■ **THE PROBLEM**
Lay out the entries below as a two-column CSV with the header instruction,output and one row per entry: the entry's text in the instruction column and its answer in the output column. Put each field in double quotes and replace any line breaks with spaces.

■ **PROVIDED RECORDS**

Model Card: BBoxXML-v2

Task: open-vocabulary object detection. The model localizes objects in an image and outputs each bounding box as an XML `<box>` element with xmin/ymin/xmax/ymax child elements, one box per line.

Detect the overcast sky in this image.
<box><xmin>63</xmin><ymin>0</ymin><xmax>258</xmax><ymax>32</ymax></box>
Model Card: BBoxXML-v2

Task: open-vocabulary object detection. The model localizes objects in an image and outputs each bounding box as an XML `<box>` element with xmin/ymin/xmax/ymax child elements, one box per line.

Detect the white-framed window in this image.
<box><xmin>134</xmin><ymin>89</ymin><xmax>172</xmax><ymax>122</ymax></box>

■ **OUTPUT OF THE EXERCISE**
instruction,output
"Model Card: BBoxXML-v2 Task: open-vocabulary object detection. The model localizes objects in an image and outputs each bounding box as an XML `<box>` element with xmin/ymin/xmax/ymax child elements, one box per line. Detect the overcast sky in this image.","<box><xmin>63</xmin><ymin>0</ymin><xmax>258</xmax><ymax>32</ymax></box>"
"Model Card: BBoxXML-v2 Task: open-vocabulary object detection. The model localizes objects in an image and outputs each bounding box as an XML `<box>` element with xmin/ymin/xmax/ymax child elements, one box per line. Detect the white-framed window in this image.","<box><xmin>134</xmin><ymin>89</ymin><xmax>172</xmax><ymax>122</ymax></box>"